++++ DATA PROVIDED ++++

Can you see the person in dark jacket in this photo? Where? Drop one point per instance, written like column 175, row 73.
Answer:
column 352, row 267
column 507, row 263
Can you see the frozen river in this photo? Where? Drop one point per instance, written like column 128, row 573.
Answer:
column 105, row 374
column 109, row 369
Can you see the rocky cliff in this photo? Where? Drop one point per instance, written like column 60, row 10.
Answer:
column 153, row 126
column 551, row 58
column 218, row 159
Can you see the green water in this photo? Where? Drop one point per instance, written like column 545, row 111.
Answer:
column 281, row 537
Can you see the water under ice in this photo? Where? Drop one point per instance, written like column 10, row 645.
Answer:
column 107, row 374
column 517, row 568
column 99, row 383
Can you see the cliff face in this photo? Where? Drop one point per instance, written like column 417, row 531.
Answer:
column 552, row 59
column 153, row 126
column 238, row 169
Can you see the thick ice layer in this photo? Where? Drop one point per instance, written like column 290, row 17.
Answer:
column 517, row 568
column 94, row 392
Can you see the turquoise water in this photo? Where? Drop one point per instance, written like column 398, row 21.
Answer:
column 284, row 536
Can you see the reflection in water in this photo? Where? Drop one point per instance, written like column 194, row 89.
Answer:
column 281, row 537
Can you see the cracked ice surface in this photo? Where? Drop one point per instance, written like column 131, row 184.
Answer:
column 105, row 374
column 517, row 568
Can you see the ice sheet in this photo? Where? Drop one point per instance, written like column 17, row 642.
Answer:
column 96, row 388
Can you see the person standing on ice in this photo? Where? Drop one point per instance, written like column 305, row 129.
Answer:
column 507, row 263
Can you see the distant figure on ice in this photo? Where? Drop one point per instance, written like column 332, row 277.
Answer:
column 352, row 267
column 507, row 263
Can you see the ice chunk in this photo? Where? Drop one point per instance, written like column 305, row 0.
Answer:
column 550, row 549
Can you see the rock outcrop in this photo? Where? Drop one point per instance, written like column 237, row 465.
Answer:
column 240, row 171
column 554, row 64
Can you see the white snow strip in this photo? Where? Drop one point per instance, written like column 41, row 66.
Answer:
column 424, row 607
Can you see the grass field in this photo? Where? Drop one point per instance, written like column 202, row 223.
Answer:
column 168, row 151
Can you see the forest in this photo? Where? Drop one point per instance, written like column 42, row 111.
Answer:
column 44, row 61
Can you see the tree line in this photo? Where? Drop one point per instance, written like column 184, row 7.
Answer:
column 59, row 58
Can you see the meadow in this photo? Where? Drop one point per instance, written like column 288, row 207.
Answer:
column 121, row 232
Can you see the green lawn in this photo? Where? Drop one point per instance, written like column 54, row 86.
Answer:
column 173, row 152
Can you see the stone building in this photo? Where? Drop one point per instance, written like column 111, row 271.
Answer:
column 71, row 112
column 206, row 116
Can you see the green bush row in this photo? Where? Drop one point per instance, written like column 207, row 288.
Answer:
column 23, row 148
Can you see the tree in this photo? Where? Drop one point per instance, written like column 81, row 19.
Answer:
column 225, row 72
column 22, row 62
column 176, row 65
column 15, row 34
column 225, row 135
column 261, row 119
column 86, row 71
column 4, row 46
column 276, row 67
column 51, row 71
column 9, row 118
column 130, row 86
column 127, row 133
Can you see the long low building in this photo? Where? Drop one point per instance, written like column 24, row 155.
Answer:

++++

Your task is to reproduce all of the records exactly.

[ANSWER BOX]
Can you see the person in dark jacket in this photo? Where? Drop one point per instance, written like column 175, row 73.
Answer:
column 352, row 267
column 507, row 263
Can you see the frozen river in this photo? Where? Drop one point per instance, written like column 128, row 573.
Answer:
column 105, row 374
column 109, row 369
Can you see the rocky cliff in this photo? Where? Drop one point per instance, written like column 60, row 10.
Answer:
column 153, row 126
column 551, row 58
column 218, row 159
Can you see the green water in this photo? Where? Drop one point per instance, written like column 545, row 111.
Answer:
column 281, row 537
Can you see the water under ice in this photo? Where? Drop one point per instance, written like column 10, row 645.
Answer:
column 107, row 374
column 517, row 568
column 99, row 383
Can you see the cliff face in this photo? Where? Drop one point per instance, written like column 417, row 531.
Answer:
column 552, row 59
column 153, row 126
column 238, row 169
Can you see the thick ice layer in this photo? Where? Drop one point per instance, written like column 290, row 17.
Answer:
column 517, row 568
column 94, row 392
Can you see the turquoise water in this photo? Where? Drop one point per instance, written like column 398, row 21.
Answer:
column 284, row 536
Can you see the reflection in water in this photo? Where? Drop one point per instance, written like column 194, row 89.
Answer:
column 281, row 537
Can you see the cracked ice surface in this photo? Where? Drop one point per instance, written like column 131, row 184.
Answer:
column 105, row 374
column 517, row 568
Can you see the ice sheet in this photo? Where? Drop one point per instance, written like column 17, row 642.
Answer:
column 96, row 388
Can you see the person standing on ice in this photo? Where? Drop one point per instance, written like column 305, row 129.
Answer:
column 507, row 263
Can you see the distant figure on ice in this photo? Where? Drop one point per instance, written like column 332, row 277.
Answer:
column 352, row 267
column 507, row 263
Can you see the ice chunk in this photo? Where? Drop one point per instance, written like column 305, row 0.
Answer:
column 550, row 549
Can you see the rock outcrop in this photo? Where? Drop one point per instance, written like column 237, row 465.
Answer:
column 240, row 171
column 554, row 64
Can you see the white snow strip in this photo? Where? Drop one point per instance, written like column 41, row 66.
Answer:
column 424, row 607
Can you see the grass field in this photo? Where? Drop one point per instance, written like column 202, row 223.
Answer:
column 168, row 151
Can you see the forest in this photo? Where? Drop one point per instance, written like column 42, row 111.
Answer:
column 44, row 61
Can you see the tree line in this photo? Where? Drop one point per instance, written like column 184, row 7.
Answer:
column 59, row 58
Can you see the meadow in this photo? Where? Drop one point per instance, written like column 288, row 207.
Answer:
column 121, row 232
Can you see the green lawn in this photo? Where? Drop one point per instance, written like column 54, row 86.
Answer:
column 173, row 152
Can you see the stone building in this photo? Where? Drop one point per instance, written like column 111, row 271.
Answer:
column 71, row 112
column 206, row 116
Can you see the green bush row in this photo? Where? Drop one point per instance, written like column 207, row 288.
Answer:
column 23, row 148
Can you see the tree in this photo? Where? Drop one point per instance, written like column 81, row 19.
Answer:
column 225, row 72
column 22, row 62
column 176, row 65
column 15, row 34
column 225, row 135
column 261, row 119
column 86, row 71
column 4, row 46
column 276, row 67
column 51, row 71
column 9, row 118
column 130, row 86
column 127, row 133
Can you see the long low building in this photo? Where? Drop one point per instance, written like column 24, row 155.
Answer:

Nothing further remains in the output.